_YOUR TASK:_ Write out the entries again exactly as they are given.

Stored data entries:
- - -

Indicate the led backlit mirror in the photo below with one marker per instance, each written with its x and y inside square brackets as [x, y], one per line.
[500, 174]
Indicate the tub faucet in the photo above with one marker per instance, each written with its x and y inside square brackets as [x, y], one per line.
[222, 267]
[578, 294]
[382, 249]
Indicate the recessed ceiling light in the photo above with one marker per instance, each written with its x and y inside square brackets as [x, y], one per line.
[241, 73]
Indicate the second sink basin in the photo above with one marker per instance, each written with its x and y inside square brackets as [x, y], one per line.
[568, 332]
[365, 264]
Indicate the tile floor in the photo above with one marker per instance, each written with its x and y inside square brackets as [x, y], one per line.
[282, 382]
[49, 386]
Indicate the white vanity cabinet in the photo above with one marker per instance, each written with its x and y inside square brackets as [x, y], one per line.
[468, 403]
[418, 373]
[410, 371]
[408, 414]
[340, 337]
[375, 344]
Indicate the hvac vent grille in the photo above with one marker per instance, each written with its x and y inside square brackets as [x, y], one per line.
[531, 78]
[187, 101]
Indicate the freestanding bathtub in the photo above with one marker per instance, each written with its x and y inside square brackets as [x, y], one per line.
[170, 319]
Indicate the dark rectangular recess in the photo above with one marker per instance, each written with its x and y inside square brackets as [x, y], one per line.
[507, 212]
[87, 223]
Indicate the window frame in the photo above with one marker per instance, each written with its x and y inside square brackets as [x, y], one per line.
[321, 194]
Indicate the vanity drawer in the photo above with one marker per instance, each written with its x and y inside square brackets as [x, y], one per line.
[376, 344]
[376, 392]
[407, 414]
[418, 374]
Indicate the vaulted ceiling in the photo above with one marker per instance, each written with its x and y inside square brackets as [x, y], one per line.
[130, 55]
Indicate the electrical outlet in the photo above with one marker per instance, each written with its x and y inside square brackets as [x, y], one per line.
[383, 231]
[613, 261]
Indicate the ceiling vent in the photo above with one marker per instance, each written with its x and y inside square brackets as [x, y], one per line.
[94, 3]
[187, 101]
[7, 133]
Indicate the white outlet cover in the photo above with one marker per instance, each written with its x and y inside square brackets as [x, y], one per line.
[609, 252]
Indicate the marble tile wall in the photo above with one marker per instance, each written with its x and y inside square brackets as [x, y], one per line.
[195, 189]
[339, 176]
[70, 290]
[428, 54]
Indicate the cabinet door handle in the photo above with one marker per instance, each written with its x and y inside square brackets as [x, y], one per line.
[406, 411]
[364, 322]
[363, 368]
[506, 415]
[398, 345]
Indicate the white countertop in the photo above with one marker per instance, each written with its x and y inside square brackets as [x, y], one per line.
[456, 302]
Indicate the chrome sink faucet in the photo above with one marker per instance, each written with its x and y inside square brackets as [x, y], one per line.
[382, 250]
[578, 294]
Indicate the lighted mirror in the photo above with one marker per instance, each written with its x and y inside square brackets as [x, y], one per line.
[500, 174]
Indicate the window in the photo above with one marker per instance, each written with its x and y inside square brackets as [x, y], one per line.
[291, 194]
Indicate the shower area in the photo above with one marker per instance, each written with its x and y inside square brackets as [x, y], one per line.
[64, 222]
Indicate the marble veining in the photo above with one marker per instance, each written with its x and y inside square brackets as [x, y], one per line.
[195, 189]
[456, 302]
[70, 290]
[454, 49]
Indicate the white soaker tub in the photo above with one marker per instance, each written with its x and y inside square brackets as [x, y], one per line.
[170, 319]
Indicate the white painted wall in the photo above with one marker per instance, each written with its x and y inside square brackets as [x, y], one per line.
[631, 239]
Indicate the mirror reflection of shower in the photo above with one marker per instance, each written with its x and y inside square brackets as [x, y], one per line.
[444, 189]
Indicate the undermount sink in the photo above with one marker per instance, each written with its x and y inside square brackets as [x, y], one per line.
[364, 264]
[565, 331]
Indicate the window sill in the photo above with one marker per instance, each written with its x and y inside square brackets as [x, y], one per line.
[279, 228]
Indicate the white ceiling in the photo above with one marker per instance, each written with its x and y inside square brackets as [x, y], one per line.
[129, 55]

- - -

_REPLY:_
Indicate the led backlit mirror in the photo below with one marker per instance, each written with its x and y inside square brackets as [x, y], one per line.
[500, 174]
Indicate the tub faucet in the photo above with one marker per instance, each written with its x and y inside square brackets as [x, y], one per line.
[222, 267]
[578, 294]
[382, 249]
Indicate the recessed ceiling light in the photo above with one marker per instance, each written with its x and y inside square brackets as [x, y], one per line.
[241, 73]
Indicate the second sink basin in the photo above with one marker per instance, each written with its x and y inside square brackets as [x, y], one per line.
[568, 332]
[365, 264]
Indicate the tile floor in the photo above with one marker per instance, each written with its x and y inside square brackets as [x, y], one per line.
[282, 382]
[49, 386]
Indicate the white vanity cabinet in the photo above with one marker per instance, each written with its x and y inside square brackets as [x, y], one per line.
[468, 403]
[418, 373]
[410, 371]
[408, 414]
[340, 337]
[375, 344]
Indicate the hvac vent grille in the photo above with one marker per instance, each written with its x and y inside square brackets as [x, y], one per line.
[531, 78]
[187, 101]
Indicate the freestanding bathtub in the photo above with one marker per instance, each written with its x and y inside square brackets as [x, y], one per line.
[170, 319]
Indicate the dark rectangular recess in the photo above with one marker per instance, each written with its x and y inside square brackets as [x, y], one per line.
[507, 212]
[87, 223]
Indicate the window frame in the photo above with one marker per instance, each written with its x and y inside square brackets as [x, y], one per line.
[321, 194]
Indicate the vanity drawer in the photo above with one marker per instance, each written with its x and y inside square brackets as [x, y], one per line.
[376, 344]
[376, 392]
[407, 414]
[418, 374]
Indicate the vaulted ceiling in the photo above with one marker per instance, each written with its x and y inside square brackets as [x, y], one per line.
[130, 55]
Indicate the electrical outlet in the photo above with one marker per instance, each written with its x and y inside square brackets as [x, y], one per line.
[383, 231]
[613, 261]
Indicate the ceiling vent in the photo above with one marker per instance, each written with its x and y inside square brackets as [x, y], one per line.
[94, 3]
[187, 101]
[7, 133]
Indicate the white outlet cover in the photo above with one marker per instance, each written with its x and y inside square brackets as [x, y], one per line.
[609, 252]
Indicate the marble tile wall in the photo above with one marker per instance, each written with its x and y inside square brackets as [x, y], one per line.
[195, 189]
[339, 176]
[70, 290]
[428, 54]
Indicate the cabinet door handle in the photo above with one marker per instance, each written with its x and y inside square brackets as [x, y], one per line.
[406, 411]
[364, 322]
[363, 368]
[506, 415]
[398, 345]
Indicate the white countertop in the photo above with one marker per instance, each written with its x and y inside square brackets as [x, y], one per line.
[456, 302]
Indicate the chrome sink faucet in the photo above with one marker per instance, each written with its x and y inside square brackets as [x, y], one per line.
[382, 250]
[578, 294]
Indicate the lighted mirror in the photo above with one marker per instance, each written with its x and y inside square brackets as [x, y], one per line.
[500, 174]
Indicate the window in the photo above with one marker per instance, each written with its x and y inside square brackets as [x, y], one per line.
[291, 194]
Indicate the shower area in the photo above with one marker per instance, each written with its x and y inside square brackets as [x, y], one per line.
[64, 222]
Indicate the marble veining in the photo above with one marker per instance, each written with its x and y inside square brackets as [x, y], one per line.
[195, 189]
[456, 302]
[70, 290]
[454, 49]
Indicate the white soaker tub in the photo above with one marker per instance, each written with its x and y inside square brackets as [x, y], one per line.
[170, 319]
Indicate the white painted wall in the photo above with one marker per instance, each written with its x and y inside square brackets as [x, y], one per line.
[631, 239]
Indicate the mirror reflection of shower in the photo above with one marker per instance, each written with its x and y inside square brackets as [x, y], one per line.
[444, 189]
Indicate the undermount sink in the photo above with one marker per instance, each written with its x and y inside square brackets as [x, y], one per line.
[364, 264]
[565, 331]
Indicate the window sill in the photo above with one marker per instance, each written with its x and y inside square brackets as [x, y], one per line.
[279, 228]
Indicate the white ceiling in the photo above with one marker per instance, each written with its x and y inside square brackets as [x, y], one per line.
[129, 55]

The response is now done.